[DIRECTIONS]: Only the lines from the line holding "bare tree in the photo above." to the last line should be output, each exactly as given.

○ ○ ○ ○ ○ ○ ○

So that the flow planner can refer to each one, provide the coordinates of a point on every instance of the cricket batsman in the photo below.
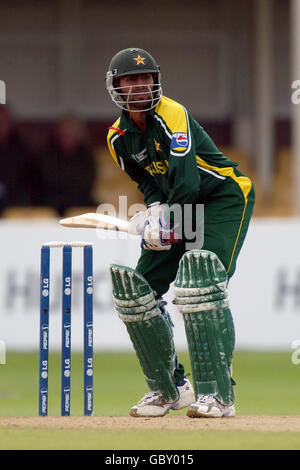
(175, 163)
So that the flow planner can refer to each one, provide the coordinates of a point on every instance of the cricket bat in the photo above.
(105, 222)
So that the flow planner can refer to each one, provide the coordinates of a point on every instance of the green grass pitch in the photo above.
(267, 384)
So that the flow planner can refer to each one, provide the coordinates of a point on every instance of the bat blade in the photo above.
(93, 220)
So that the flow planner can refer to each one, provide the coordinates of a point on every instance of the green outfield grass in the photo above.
(267, 384)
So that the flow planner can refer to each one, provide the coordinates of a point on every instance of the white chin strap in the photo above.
(123, 99)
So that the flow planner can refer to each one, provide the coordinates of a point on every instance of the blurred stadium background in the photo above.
(230, 62)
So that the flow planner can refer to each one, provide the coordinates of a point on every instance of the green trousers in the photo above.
(227, 213)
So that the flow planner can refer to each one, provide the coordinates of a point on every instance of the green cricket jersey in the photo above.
(173, 160)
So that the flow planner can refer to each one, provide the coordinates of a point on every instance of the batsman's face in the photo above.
(136, 90)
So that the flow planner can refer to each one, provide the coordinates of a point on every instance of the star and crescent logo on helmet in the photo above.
(139, 60)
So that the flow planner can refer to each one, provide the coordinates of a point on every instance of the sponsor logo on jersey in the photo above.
(139, 157)
(179, 141)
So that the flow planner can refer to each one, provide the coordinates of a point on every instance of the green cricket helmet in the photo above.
(130, 62)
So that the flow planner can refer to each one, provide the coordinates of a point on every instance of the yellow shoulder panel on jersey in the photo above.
(111, 136)
(243, 182)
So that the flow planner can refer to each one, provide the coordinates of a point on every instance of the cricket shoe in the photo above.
(153, 405)
(208, 406)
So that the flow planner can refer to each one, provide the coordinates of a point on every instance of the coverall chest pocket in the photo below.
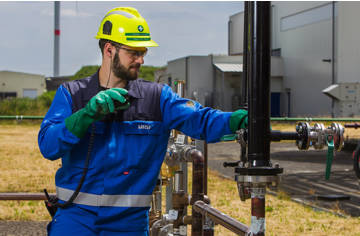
(80, 152)
(140, 140)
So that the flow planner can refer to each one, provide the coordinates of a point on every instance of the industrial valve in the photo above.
(318, 136)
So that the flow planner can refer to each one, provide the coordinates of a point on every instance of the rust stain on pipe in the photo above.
(221, 218)
(197, 190)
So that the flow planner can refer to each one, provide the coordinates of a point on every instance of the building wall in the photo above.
(303, 48)
(200, 79)
(236, 29)
(212, 87)
(18, 82)
(303, 32)
(176, 70)
(348, 42)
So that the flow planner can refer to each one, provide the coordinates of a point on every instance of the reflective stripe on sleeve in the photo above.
(90, 199)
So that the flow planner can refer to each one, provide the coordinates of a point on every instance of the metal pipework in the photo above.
(197, 191)
(317, 135)
(353, 125)
(221, 218)
(259, 84)
(258, 76)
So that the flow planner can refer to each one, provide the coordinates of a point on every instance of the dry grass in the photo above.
(23, 169)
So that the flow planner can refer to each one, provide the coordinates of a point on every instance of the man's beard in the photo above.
(121, 72)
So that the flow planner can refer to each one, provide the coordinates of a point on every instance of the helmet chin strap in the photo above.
(107, 83)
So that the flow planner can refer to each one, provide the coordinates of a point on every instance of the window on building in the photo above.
(4, 95)
(29, 93)
(307, 17)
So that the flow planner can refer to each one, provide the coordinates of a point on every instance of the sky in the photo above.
(180, 28)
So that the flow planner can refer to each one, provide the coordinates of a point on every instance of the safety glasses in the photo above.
(134, 53)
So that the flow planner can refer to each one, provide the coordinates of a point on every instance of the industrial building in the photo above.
(18, 84)
(315, 54)
(215, 80)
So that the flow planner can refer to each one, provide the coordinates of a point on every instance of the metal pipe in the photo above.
(245, 57)
(333, 57)
(24, 196)
(221, 218)
(257, 227)
(354, 125)
(259, 87)
(277, 135)
(56, 38)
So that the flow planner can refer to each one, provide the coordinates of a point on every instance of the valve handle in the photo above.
(330, 155)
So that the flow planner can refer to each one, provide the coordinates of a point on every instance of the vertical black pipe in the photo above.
(245, 56)
(259, 86)
(333, 58)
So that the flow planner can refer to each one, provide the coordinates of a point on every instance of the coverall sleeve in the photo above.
(54, 139)
(191, 118)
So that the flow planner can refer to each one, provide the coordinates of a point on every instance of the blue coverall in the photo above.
(126, 157)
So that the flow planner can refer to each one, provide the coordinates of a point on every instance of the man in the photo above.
(120, 126)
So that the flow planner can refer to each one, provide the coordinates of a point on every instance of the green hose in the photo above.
(330, 156)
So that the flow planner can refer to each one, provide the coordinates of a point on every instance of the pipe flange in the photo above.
(257, 179)
(338, 136)
(319, 128)
(303, 129)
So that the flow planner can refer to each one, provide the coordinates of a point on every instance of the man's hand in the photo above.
(238, 120)
(103, 103)
(98, 107)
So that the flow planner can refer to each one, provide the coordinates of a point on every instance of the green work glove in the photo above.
(238, 120)
(97, 108)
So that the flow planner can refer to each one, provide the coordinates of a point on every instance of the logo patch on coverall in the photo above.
(147, 127)
(190, 103)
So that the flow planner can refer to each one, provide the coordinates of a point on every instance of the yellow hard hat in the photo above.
(126, 26)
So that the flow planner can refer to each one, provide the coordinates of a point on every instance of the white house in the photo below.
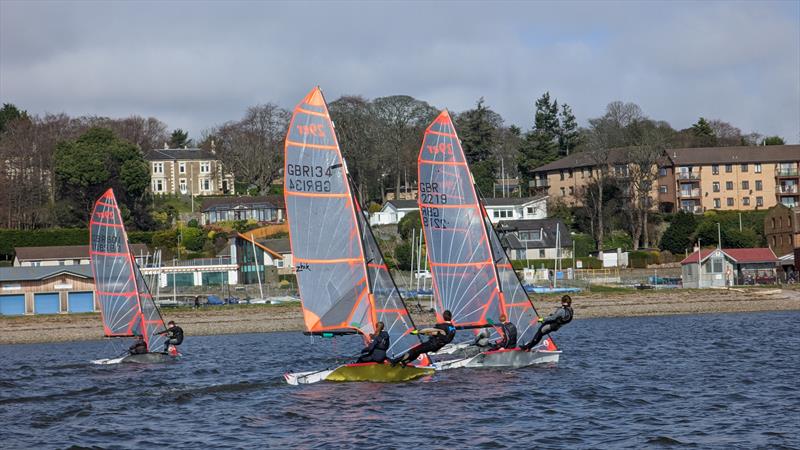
(516, 208)
(392, 212)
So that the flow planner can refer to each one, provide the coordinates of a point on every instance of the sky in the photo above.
(197, 64)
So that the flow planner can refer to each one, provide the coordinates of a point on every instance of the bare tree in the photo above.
(253, 147)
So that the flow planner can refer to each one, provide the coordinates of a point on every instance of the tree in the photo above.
(773, 140)
(253, 147)
(678, 236)
(94, 162)
(179, 139)
(477, 129)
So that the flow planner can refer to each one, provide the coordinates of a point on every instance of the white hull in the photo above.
(502, 359)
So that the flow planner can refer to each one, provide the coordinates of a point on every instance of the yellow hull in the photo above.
(380, 373)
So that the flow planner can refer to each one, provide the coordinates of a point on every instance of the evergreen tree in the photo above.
(179, 139)
(477, 129)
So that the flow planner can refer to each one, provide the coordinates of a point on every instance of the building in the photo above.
(729, 266)
(535, 239)
(691, 179)
(260, 209)
(68, 255)
(782, 230)
(516, 208)
(188, 171)
(47, 290)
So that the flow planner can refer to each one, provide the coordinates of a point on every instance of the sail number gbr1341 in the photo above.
(306, 178)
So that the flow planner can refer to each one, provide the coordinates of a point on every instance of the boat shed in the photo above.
(729, 266)
(47, 290)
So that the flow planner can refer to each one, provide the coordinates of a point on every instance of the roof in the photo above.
(734, 155)
(281, 246)
(739, 255)
(508, 228)
(512, 201)
(217, 203)
(171, 154)
(43, 272)
(65, 252)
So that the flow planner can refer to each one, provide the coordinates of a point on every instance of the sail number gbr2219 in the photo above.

○ ○ ○ ○ ○ ○ ○

[PROBLEM SOLUTION]:
So that the flow planner can refer to each one, provide the coordinates of a point on every instance of the bare tree in the photo above.
(253, 147)
So that the flow planner can refer to each one, provide the coordinates of a point on every instance of the tree in the photo above.
(773, 140)
(253, 147)
(678, 236)
(94, 162)
(179, 139)
(477, 129)
So that the flow planner can refer to each one, provide the coordinates of a point on every instance of the white hull in the photo above.
(502, 359)
So that the flow planner can refer to each one, provide the coordinates of a point on every instance of the yellow hull in the photo above.
(380, 373)
So that the flow planner can refer to each one, provide the coordinates of a point on every instance of the evergreen tree in the photo above.
(179, 139)
(477, 129)
So that the flow planner can refer to each one, provide the coordinates of a point on every instance of the building in the photo above.
(729, 266)
(535, 239)
(691, 179)
(260, 209)
(68, 255)
(782, 230)
(516, 208)
(188, 171)
(47, 290)
So that the flow planner can refer to each one, provide the coordinates of a point on every instance of the sail number gbr1341 in the photo above.
(306, 178)
So that the flow planner can refer to each one, provide the coordinates of a point on every instance of the boat shed in the photo above.
(729, 266)
(47, 290)
So that the flow planner can refer to each one, provide the coordinates of a point on every instance of the roof in the photo above.
(734, 155)
(281, 246)
(739, 255)
(508, 228)
(512, 201)
(217, 203)
(171, 154)
(43, 272)
(65, 252)
So that the flow planner can refer to each one, provide the coordinates of a point on every instance of the sail number gbr2219 in the photo above.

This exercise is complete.